Task material: Begin

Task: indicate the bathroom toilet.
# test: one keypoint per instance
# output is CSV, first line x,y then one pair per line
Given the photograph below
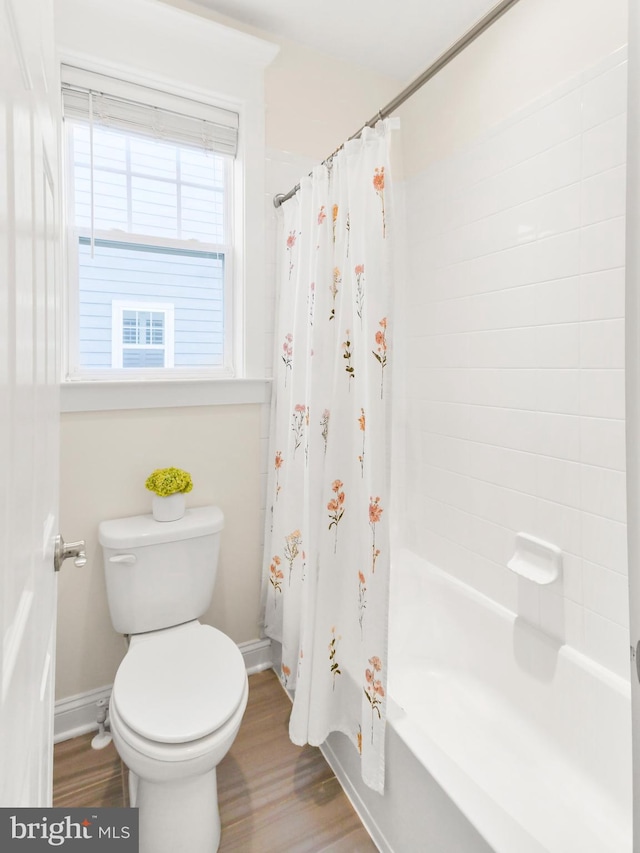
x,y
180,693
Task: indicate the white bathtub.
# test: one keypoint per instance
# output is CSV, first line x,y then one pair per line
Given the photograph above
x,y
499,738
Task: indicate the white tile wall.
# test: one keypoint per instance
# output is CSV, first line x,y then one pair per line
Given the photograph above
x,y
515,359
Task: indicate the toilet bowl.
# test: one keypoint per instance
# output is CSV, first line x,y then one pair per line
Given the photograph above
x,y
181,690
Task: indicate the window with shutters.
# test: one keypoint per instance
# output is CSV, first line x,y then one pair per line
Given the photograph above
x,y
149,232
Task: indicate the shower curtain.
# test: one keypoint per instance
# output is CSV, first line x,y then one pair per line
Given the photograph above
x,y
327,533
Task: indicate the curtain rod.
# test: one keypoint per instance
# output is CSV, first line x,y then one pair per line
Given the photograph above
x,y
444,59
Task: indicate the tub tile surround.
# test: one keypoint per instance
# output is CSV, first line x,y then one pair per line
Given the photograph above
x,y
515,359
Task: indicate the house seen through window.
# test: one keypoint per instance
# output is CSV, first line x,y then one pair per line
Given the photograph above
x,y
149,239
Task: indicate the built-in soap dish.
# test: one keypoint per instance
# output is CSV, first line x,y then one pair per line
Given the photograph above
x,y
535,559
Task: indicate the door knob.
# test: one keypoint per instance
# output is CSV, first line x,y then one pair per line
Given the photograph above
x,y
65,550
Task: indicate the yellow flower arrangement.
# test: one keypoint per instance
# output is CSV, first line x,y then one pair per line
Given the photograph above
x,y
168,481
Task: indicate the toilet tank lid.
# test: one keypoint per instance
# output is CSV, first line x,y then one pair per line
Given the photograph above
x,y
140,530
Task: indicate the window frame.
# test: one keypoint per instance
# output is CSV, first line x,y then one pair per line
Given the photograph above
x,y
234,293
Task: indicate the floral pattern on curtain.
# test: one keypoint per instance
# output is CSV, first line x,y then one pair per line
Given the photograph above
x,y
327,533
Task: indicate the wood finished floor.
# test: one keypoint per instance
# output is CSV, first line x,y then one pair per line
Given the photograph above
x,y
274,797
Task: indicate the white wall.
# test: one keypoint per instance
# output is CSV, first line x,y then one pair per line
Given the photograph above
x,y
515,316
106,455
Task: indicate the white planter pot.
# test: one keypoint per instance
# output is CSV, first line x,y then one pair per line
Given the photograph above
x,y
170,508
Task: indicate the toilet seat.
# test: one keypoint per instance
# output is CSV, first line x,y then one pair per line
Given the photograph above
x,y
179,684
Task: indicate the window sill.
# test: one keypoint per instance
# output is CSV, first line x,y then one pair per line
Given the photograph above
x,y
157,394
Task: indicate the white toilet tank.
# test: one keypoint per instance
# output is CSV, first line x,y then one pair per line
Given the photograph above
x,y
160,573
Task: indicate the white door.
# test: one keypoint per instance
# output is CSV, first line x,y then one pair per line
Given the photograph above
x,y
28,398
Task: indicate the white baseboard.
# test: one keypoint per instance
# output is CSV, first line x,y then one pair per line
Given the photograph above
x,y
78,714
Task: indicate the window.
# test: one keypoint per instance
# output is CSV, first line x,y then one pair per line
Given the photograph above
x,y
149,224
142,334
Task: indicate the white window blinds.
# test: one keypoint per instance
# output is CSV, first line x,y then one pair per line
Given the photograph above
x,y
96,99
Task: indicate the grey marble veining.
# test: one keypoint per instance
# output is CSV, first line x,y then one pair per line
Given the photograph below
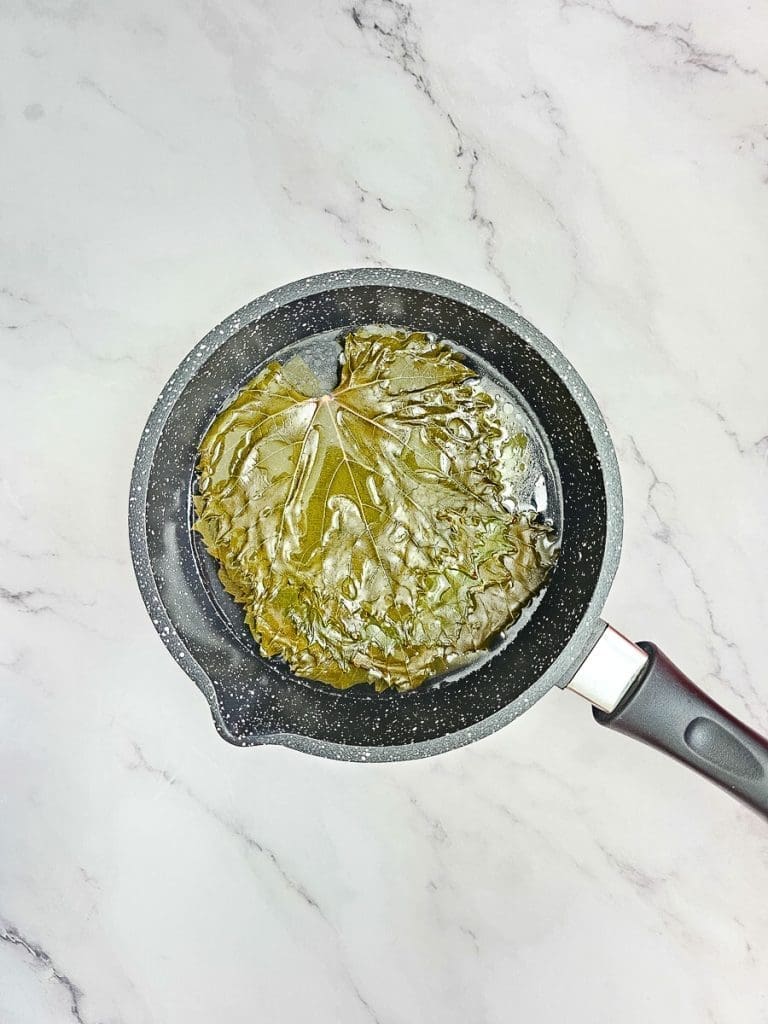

Task material: End
Task material: Begin

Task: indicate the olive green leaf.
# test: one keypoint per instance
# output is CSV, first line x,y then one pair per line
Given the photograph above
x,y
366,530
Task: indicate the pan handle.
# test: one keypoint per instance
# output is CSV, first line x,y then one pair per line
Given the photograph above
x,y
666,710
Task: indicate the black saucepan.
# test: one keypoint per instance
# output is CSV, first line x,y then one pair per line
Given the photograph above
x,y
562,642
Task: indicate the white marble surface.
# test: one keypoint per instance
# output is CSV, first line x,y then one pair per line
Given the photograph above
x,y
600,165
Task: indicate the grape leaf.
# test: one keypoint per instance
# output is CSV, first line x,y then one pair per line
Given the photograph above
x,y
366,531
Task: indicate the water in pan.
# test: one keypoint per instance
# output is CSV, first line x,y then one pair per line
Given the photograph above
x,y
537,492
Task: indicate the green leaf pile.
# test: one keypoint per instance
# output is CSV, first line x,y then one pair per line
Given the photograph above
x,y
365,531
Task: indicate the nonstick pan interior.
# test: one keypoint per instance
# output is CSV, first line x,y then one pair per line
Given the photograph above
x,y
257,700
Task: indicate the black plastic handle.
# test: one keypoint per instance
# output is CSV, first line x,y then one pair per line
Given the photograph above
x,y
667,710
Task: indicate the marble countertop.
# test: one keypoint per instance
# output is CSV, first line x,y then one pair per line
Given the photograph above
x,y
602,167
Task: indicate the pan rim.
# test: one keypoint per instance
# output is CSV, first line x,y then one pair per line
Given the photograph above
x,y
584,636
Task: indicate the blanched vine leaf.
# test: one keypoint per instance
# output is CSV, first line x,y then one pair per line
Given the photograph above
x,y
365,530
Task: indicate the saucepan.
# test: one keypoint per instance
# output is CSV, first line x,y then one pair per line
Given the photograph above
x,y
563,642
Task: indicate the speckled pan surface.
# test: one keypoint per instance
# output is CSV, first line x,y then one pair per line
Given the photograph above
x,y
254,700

Task material: End

What is required
Search the records for the word "marble" and copy every line where it occurs.

Task response
Task: indicate the grey marble veining.
Task: indicate the white marble surface.
Task: indicate the marble countertop.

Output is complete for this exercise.